*Requirement*:
Print verbatim the lines of the entries below, from the line with "[Batch spec] Target class: orange snow" to the line with "47, 147, 58]]", including both of those lines.

(Records from a collection)

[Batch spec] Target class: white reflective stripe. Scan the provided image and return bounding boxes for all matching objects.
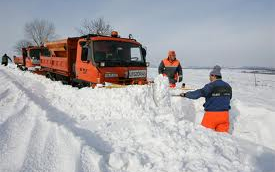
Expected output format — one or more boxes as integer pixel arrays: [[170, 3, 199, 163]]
[[165, 66, 178, 68]]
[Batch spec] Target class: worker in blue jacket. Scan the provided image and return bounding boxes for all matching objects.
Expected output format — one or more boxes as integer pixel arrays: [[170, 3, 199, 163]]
[[180, 65, 232, 132]]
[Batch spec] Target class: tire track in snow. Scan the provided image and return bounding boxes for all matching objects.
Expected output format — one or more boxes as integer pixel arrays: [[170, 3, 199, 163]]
[[0, 71, 113, 171]]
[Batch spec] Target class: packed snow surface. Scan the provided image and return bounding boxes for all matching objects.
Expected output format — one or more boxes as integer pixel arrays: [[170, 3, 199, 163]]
[[0, 65, 275, 172]]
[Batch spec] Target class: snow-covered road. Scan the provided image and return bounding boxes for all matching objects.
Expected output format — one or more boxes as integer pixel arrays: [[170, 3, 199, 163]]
[[0, 65, 275, 172]]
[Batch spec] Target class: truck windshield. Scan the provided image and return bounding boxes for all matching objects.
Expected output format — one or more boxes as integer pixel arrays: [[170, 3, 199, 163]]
[[29, 49, 40, 60], [29, 48, 50, 60], [93, 41, 145, 66]]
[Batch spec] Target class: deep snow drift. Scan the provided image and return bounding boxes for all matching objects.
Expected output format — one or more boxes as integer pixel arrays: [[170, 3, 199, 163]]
[[0, 66, 275, 172]]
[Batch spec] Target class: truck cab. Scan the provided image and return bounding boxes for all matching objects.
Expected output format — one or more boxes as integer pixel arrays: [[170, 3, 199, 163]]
[[75, 32, 148, 85], [14, 46, 49, 72]]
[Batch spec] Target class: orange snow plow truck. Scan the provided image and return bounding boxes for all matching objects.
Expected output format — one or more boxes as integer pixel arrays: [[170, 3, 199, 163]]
[[14, 46, 49, 73], [40, 32, 149, 88]]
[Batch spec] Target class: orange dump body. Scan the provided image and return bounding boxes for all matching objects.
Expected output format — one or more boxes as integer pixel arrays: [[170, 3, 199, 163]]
[[40, 36, 147, 86]]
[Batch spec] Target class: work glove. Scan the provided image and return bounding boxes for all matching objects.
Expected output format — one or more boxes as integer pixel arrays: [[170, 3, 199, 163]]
[[180, 93, 186, 97], [179, 75, 182, 82]]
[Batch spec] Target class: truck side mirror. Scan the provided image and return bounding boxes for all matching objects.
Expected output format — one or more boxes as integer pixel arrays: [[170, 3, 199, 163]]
[[79, 41, 86, 47], [81, 47, 88, 61], [141, 47, 147, 58]]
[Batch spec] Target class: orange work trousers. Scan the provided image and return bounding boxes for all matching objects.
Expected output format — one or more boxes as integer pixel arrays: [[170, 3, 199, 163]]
[[201, 111, 229, 132]]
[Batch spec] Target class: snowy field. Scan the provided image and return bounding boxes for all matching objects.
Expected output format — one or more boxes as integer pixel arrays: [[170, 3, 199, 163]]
[[0, 65, 275, 172]]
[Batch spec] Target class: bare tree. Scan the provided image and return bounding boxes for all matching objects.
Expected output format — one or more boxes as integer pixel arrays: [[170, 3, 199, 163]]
[[77, 17, 113, 35], [25, 19, 56, 46], [13, 39, 32, 55]]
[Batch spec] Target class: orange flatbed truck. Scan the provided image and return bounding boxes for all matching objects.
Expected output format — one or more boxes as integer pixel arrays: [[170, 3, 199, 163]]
[[14, 46, 49, 73], [40, 32, 149, 88]]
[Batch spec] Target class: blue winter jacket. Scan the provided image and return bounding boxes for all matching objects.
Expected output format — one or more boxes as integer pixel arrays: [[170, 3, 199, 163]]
[[185, 79, 232, 111]]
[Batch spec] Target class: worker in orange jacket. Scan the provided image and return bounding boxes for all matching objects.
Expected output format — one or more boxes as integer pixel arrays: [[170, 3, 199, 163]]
[[180, 65, 232, 132], [159, 50, 182, 88]]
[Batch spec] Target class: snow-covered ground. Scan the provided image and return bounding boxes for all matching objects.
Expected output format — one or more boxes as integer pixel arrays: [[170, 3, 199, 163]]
[[0, 65, 275, 172]]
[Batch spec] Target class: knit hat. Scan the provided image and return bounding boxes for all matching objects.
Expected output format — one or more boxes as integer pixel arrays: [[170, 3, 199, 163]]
[[168, 50, 176, 57], [210, 65, 222, 76]]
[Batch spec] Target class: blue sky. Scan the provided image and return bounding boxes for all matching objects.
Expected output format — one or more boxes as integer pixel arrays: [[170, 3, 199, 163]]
[[0, 0, 275, 67]]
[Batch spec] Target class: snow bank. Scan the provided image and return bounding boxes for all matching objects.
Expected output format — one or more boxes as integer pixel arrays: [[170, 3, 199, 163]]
[[0, 66, 275, 172]]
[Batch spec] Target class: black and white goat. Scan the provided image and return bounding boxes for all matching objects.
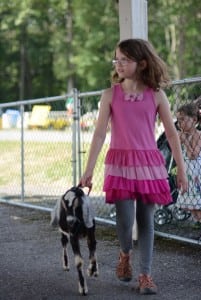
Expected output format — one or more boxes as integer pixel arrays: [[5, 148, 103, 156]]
[[51, 187, 98, 295]]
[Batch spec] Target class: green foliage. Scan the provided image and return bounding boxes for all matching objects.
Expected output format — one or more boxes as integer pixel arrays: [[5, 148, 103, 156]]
[[0, 0, 201, 102]]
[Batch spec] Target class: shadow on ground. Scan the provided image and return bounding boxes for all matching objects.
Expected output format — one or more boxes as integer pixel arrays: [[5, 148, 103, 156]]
[[0, 204, 201, 300]]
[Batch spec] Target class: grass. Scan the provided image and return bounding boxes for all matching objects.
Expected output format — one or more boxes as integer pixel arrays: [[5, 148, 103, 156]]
[[0, 141, 106, 193]]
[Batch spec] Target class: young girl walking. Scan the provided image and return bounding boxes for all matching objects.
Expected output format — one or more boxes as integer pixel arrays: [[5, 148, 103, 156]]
[[177, 103, 201, 240], [80, 39, 187, 294]]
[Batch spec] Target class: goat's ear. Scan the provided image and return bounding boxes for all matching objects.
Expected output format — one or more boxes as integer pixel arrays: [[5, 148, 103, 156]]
[[73, 198, 79, 209], [63, 190, 75, 206], [76, 187, 84, 197]]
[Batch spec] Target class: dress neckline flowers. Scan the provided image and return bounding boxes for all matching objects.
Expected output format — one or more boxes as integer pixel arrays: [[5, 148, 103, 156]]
[[124, 92, 144, 102], [120, 84, 148, 102]]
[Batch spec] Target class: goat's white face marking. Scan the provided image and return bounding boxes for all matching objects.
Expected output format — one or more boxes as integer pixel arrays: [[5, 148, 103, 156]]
[[67, 216, 76, 223], [64, 191, 75, 206]]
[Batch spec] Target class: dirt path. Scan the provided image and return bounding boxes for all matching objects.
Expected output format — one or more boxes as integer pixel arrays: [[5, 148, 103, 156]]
[[0, 204, 201, 300]]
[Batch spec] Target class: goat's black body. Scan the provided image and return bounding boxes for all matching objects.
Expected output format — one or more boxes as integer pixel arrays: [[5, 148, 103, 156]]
[[54, 187, 98, 295]]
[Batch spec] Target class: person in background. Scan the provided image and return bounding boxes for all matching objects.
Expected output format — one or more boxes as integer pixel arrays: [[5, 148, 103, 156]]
[[177, 103, 201, 241], [80, 39, 187, 294]]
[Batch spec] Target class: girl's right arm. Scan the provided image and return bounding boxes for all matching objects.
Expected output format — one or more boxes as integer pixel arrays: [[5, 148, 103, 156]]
[[79, 88, 112, 188]]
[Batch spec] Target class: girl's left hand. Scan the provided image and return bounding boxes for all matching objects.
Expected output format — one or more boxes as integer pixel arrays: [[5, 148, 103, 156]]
[[177, 170, 188, 194]]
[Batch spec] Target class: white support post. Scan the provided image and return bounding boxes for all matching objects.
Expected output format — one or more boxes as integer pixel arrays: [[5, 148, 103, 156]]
[[119, 0, 148, 241], [119, 0, 148, 40]]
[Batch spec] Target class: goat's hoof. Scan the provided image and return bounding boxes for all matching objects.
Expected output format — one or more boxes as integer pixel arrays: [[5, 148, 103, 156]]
[[63, 266, 70, 271], [87, 265, 99, 277], [79, 285, 88, 296]]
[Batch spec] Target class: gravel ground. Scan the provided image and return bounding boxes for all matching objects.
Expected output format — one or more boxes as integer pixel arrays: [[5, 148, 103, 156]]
[[0, 204, 201, 300]]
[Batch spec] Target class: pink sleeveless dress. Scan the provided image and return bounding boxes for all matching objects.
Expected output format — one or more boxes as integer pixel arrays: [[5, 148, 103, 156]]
[[103, 84, 172, 205]]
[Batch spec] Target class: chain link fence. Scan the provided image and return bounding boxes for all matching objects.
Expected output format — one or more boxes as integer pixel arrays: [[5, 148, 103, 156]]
[[0, 77, 201, 243]]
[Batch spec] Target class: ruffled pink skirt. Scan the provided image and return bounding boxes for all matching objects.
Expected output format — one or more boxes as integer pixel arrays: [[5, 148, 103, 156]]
[[103, 149, 172, 205]]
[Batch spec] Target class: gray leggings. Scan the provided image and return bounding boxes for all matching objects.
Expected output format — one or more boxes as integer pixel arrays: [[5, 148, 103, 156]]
[[115, 199, 154, 274]]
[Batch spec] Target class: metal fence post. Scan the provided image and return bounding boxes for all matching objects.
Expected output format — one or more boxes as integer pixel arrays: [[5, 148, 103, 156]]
[[20, 104, 24, 201], [72, 88, 78, 185]]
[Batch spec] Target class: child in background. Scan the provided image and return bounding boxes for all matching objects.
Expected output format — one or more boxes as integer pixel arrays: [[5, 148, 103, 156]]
[[177, 103, 201, 240], [80, 39, 187, 294]]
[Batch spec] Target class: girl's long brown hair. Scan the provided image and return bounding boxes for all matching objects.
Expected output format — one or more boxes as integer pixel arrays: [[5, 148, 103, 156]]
[[112, 39, 170, 90]]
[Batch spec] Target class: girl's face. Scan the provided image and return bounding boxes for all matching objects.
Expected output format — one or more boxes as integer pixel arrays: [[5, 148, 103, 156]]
[[177, 112, 196, 132], [113, 48, 137, 79]]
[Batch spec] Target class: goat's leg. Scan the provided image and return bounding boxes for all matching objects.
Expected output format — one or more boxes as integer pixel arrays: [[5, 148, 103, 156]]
[[61, 233, 70, 271], [87, 223, 99, 277], [70, 236, 88, 295]]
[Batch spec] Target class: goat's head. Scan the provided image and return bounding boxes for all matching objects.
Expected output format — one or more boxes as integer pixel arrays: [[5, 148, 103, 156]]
[[62, 187, 84, 234]]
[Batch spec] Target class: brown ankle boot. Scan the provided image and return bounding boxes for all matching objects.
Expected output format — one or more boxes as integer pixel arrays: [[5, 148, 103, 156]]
[[116, 252, 132, 281]]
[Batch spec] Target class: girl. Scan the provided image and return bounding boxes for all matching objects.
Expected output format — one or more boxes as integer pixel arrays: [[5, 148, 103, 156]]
[[80, 39, 187, 294], [177, 103, 201, 240]]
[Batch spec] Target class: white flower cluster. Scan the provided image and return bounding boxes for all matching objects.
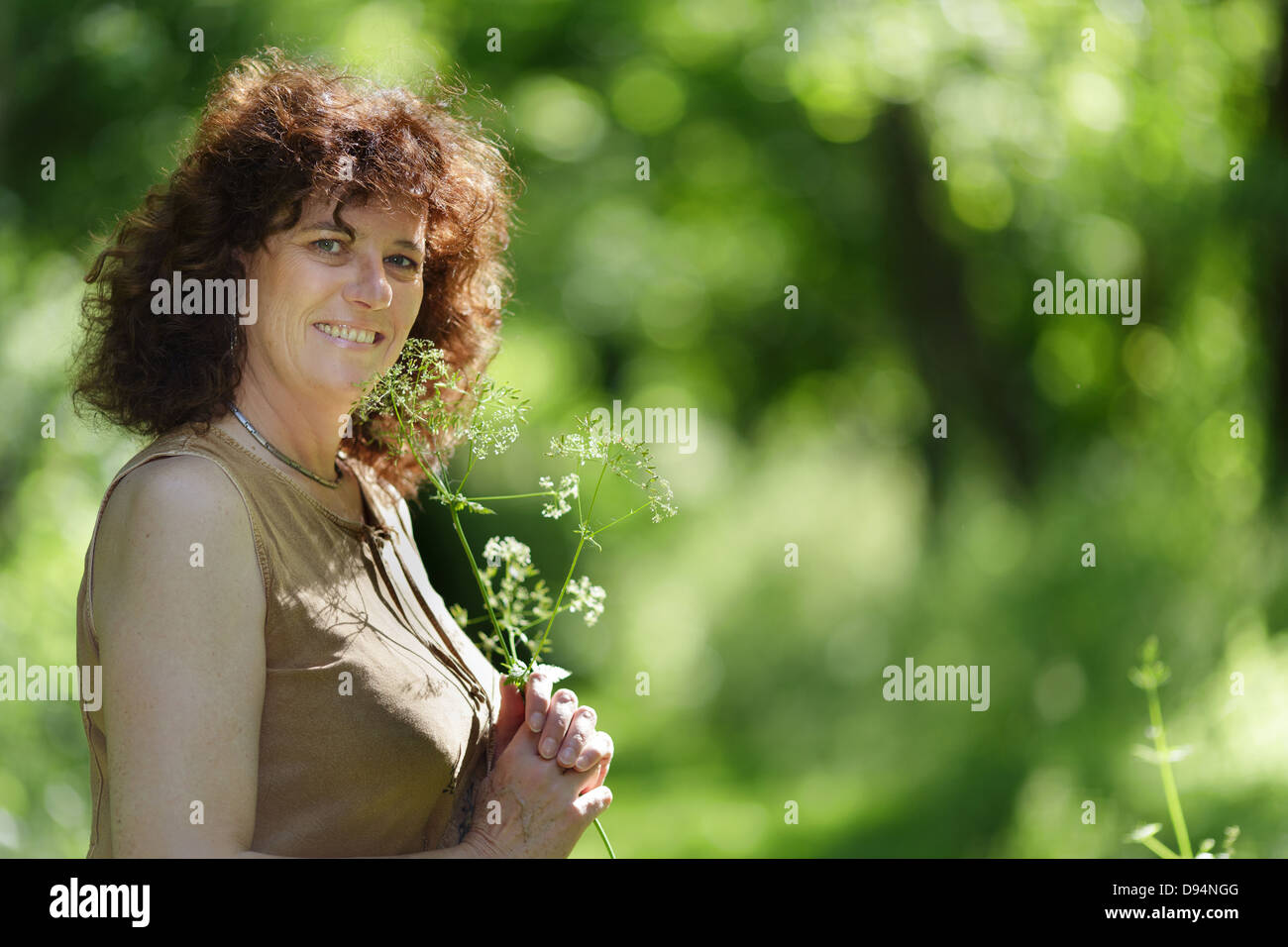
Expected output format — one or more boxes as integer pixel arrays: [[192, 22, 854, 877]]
[[568, 576, 608, 625], [537, 474, 581, 519], [483, 536, 532, 579]]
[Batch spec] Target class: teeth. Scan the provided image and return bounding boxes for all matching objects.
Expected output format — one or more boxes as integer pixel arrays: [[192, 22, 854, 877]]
[[317, 322, 376, 346]]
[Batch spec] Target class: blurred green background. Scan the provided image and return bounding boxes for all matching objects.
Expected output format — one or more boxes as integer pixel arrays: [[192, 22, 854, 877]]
[[0, 0, 1288, 857]]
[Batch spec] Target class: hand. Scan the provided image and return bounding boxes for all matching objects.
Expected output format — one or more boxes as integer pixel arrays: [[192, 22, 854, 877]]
[[527, 672, 613, 789], [496, 678, 524, 754], [463, 710, 613, 858]]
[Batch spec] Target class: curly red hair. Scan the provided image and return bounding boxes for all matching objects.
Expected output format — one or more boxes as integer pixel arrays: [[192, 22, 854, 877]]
[[72, 47, 518, 496]]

*Task output*:
[Batch spec] Target class: orange snow plow truck. Scan the provided image and return bounding boxes for all matching objects.
Expected output format — one or more boxes as integer pixel arrays: [[170, 3, 199, 163]]
[[14, 46, 49, 73], [40, 32, 149, 88]]
[Batch spec] Target class: orange dump body. Scan the provided image and return bounding boxes for all matching objects.
Expected output format — one or more boxes as integer pixel arrays: [[170, 3, 199, 163]]
[[40, 36, 147, 86]]
[Batch spec] Target class: work glove. Scan the provided image and return bounding boxes for all matching objects.
Expected output format — one or more boxes as integer pixel arrays: [[170, 3, 199, 163]]
[[180, 93, 186, 97], [179, 75, 182, 82]]
[Batch spec] Target class: truck side mirror. Scan the provided image and return bounding boxes for all matching objects.
Expected output format — one or more boxes as integer pixel arrays: [[170, 3, 199, 163]]
[[79, 41, 86, 47], [81, 47, 88, 61], [141, 47, 147, 58]]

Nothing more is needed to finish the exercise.